■ Task brief ■
Print out each record below, unaltered and complete, without its images.
------------------------
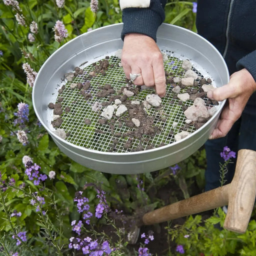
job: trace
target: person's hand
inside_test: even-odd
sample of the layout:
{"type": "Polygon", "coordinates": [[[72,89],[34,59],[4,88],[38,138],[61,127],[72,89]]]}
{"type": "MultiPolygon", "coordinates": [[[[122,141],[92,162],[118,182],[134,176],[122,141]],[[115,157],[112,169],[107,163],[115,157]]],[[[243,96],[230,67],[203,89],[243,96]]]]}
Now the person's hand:
{"type": "Polygon", "coordinates": [[[210,139],[224,136],[241,116],[250,96],[256,90],[256,82],[246,68],[234,73],[229,82],[207,94],[208,98],[221,101],[228,99],[210,139]]]}
{"type": "Polygon", "coordinates": [[[134,80],[137,86],[156,86],[157,94],[166,94],[166,76],[162,56],[156,44],[151,38],[141,34],[130,34],[124,40],[121,63],[126,78],[141,74],[134,80]]]}

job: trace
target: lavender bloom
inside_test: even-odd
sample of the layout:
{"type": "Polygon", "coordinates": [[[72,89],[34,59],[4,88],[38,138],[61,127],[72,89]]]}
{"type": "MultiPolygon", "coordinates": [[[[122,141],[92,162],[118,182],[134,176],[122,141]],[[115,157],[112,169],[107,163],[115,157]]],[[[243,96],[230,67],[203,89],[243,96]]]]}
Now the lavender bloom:
{"type": "Polygon", "coordinates": [[[93,12],[96,13],[98,10],[98,0],[90,0],[90,10],[93,12]]]}
{"type": "Polygon", "coordinates": [[[16,0],[4,0],[4,4],[6,6],[10,6],[16,10],[20,10],[20,8],[18,5],[18,2],[16,0]]]}
{"type": "Polygon", "coordinates": [[[34,20],[33,20],[30,25],[30,28],[32,33],[34,34],[37,34],[38,33],[38,24],[34,20]]]}
{"type": "Polygon", "coordinates": [[[22,68],[26,74],[26,82],[30,87],[33,87],[38,73],[34,71],[28,63],[24,64],[22,68]]]}
{"type": "Polygon", "coordinates": [[[22,143],[23,146],[26,146],[28,144],[28,138],[26,134],[22,130],[19,130],[16,133],[18,141],[22,143]]]}
{"type": "Polygon", "coordinates": [[[198,10],[198,3],[196,2],[193,2],[193,10],[192,12],[194,14],[196,14],[198,10]]]}
{"type": "Polygon", "coordinates": [[[32,162],[32,159],[28,156],[24,156],[22,158],[22,162],[26,166],[28,162],[32,162]]]}
{"type": "Polygon", "coordinates": [[[14,210],[14,212],[10,214],[11,217],[14,217],[14,216],[20,217],[21,216],[22,212],[18,212],[16,210],[14,210]]]}
{"type": "Polygon", "coordinates": [[[28,35],[28,41],[31,42],[34,42],[36,40],[34,36],[31,33],[29,33],[28,35]]]}
{"type": "Polygon", "coordinates": [[[14,114],[17,116],[17,118],[14,122],[15,126],[18,124],[22,124],[28,121],[28,105],[26,103],[20,102],[18,104],[18,111],[14,114]]]}
{"type": "Polygon", "coordinates": [[[59,8],[62,8],[64,6],[65,0],[56,0],[56,4],[59,8]]]}
{"type": "Polygon", "coordinates": [[[236,158],[236,152],[231,151],[228,146],[226,146],[223,148],[223,152],[220,153],[220,156],[225,161],[228,161],[231,158],[236,158]]]}
{"type": "Polygon", "coordinates": [[[26,162],[25,166],[26,168],[25,170],[25,174],[28,176],[30,180],[33,180],[34,185],[39,185],[41,181],[44,182],[47,179],[47,176],[45,174],[39,174],[39,170],[41,168],[32,162],[28,161],[26,162]]]}
{"type": "Polygon", "coordinates": [[[52,180],[55,178],[55,175],[56,174],[55,173],[55,172],[54,170],[50,170],[49,172],[49,178],[50,178],[50,180],[52,180]]]}
{"type": "Polygon", "coordinates": [[[184,254],[185,253],[185,251],[183,248],[183,246],[182,245],[178,245],[176,247],[176,252],[180,252],[180,254],[184,254]]]}
{"type": "Polygon", "coordinates": [[[24,20],[25,18],[22,14],[20,15],[18,14],[15,14],[15,18],[16,18],[16,20],[17,20],[18,24],[24,26],[26,26],[26,22],[24,20]]]}
{"type": "Polygon", "coordinates": [[[139,256],[150,256],[151,254],[148,253],[148,248],[146,247],[140,247],[138,250],[139,256]]]}
{"type": "Polygon", "coordinates": [[[68,30],[65,28],[65,26],[60,20],[57,20],[54,26],[54,38],[56,41],[58,42],[63,40],[64,38],[68,37],[68,30]]]}
{"type": "Polygon", "coordinates": [[[18,239],[18,238],[17,236],[14,234],[12,236],[12,239],[16,239],[17,240],[17,242],[16,242],[16,246],[19,246],[20,244],[22,243],[20,240],[22,240],[22,241],[24,242],[26,242],[26,232],[20,232],[20,233],[18,233],[17,234],[17,236],[18,238],[20,238],[20,239],[18,239]]]}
------------------------
■ Exercise answer ■
job: trace
target: person's hand
inside_test: even-odd
sample of the layout:
{"type": "Polygon", "coordinates": [[[72,89],[34,59],[4,88],[38,138],[61,127],[72,89]]]}
{"type": "MultiPolygon", "coordinates": [[[[122,141],[92,162],[118,182],[134,176],[122,141]],[[115,157],[112,169],[107,163],[115,157]]],[[[243,96],[230,67],[203,89],[243,96]]]]}
Now the person's hand:
{"type": "Polygon", "coordinates": [[[210,139],[224,136],[241,116],[250,96],[256,90],[256,82],[246,68],[234,73],[229,82],[207,94],[208,98],[221,101],[228,99],[210,139]]]}
{"type": "Polygon", "coordinates": [[[134,80],[137,86],[156,86],[157,94],[166,94],[166,76],[162,56],[156,44],[151,38],[141,34],[130,34],[124,40],[121,63],[126,78],[141,74],[134,80]]]}

job: trace
target: lavender bloom
inside_test: even-odd
sample of the layout:
{"type": "Polygon", "coordinates": [[[72,89],[34,59],[4,88],[38,138],[61,127],[72,89]]]}
{"type": "MultiPolygon", "coordinates": [[[[122,141],[92,162],[118,182],[134,176],[122,141]],[[115,157],[112,169],[107,163],[115,157]]],[[[243,96],[230,67],[203,89],[243,96]]]]}
Now the lavender bloom:
{"type": "Polygon", "coordinates": [[[93,12],[96,13],[98,10],[98,0],[90,0],[90,10],[93,12]]]}
{"type": "Polygon", "coordinates": [[[16,0],[4,0],[4,4],[6,6],[10,6],[16,10],[20,10],[20,8],[18,5],[18,2],[16,0]]]}
{"type": "Polygon", "coordinates": [[[34,20],[33,20],[30,25],[30,28],[32,33],[34,34],[37,34],[38,33],[38,24],[34,20]]]}
{"type": "Polygon", "coordinates": [[[22,68],[26,74],[26,82],[30,87],[33,87],[38,73],[34,71],[28,63],[24,64],[22,68]]]}
{"type": "Polygon", "coordinates": [[[22,143],[23,146],[26,146],[28,144],[28,138],[26,134],[22,130],[19,130],[16,133],[18,141],[22,143]]]}
{"type": "Polygon", "coordinates": [[[198,10],[198,3],[196,2],[193,2],[193,10],[192,12],[194,14],[196,14],[198,10]]]}
{"type": "Polygon", "coordinates": [[[32,162],[32,159],[28,156],[24,156],[22,158],[22,162],[26,166],[28,162],[32,162]]]}
{"type": "Polygon", "coordinates": [[[14,210],[14,212],[10,214],[11,217],[14,217],[14,216],[20,217],[21,216],[22,212],[18,212],[16,210],[14,210]]]}
{"type": "Polygon", "coordinates": [[[28,35],[28,41],[31,42],[34,42],[36,40],[34,36],[31,33],[29,33],[28,35]]]}
{"type": "Polygon", "coordinates": [[[14,114],[17,116],[17,118],[14,122],[15,126],[18,124],[22,124],[28,121],[28,105],[26,103],[20,102],[18,104],[18,111],[14,114]]]}
{"type": "Polygon", "coordinates": [[[59,8],[62,8],[64,6],[65,0],[56,0],[56,4],[59,8]]]}
{"type": "Polygon", "coordinates": [[[236,158],[236,152],[231,151],[228,146],[226,146],[223,148],[223,152],[220,153],[220,156],[225,161],[228,161],[231,158],[236,158]]]}
{"type": "Polygon", "coordinates": [[[26,162],[25,166],[26,168],[25,170],[25,174],[28,176],[30,180],[33,180],[34,185],[39,185],[41,181],[44,182],[47,179],[47,176],[45,174],[39,174],[39,170],[41,168],[32,162],[28,161],[26,162]]]}
{"type": "Polygon", "coordinates": [[[52,180],[55,178],[55,175],[56,174],[55,173],[55,172],[54,170],[50,170],[49,172],[49,178],[50,178],[50,180],[52,180]]]}
{"type": "Polygon", "coordinates": [[[184,254],[185,253],[185,251],[183,248],[183,246],[182,245],[178,245],[176,247],[176,252],[180,252],[180,254],[184,254]]]}
{"type": "Polygon", "coordinates": [[[24,20],[25,18],[22,14],[20,15],[18,14],[15,14],[15,18],[16,18],[16,20],[17,20],[18,24],[24,26],[26,26],[26,22],[24,20]]]}
{"type": "Polygon", "coordinates": [[[139,256],[150,256],[151,254],[148,253],[148,248],[146,247],[140,247],[138,250],[139,256]]]}
{"type": "Polygon", "coordinates": [[[68,30],[65,28],[65,26],[60,20],[57,20],[54,26],[54,38],[56,41],[58,42],[63,40],[64,38],[68,37],[68,30]]]}
{"type": "Polygon", "coordinates": [[[18,239],[18,238],[17,236],[14,234],[12,236],[12,239],[16,239],[17,240],[17,242],[16,242],[16,246],[19,246],[20,244],[22,243],[20,240],[22,240],[22,241],[24,242],[26,242],[26,232],[20,232],[20,233],[18,233],[17,234],[17,236],[18,238],[20,238],[20,239],[18,239]]]}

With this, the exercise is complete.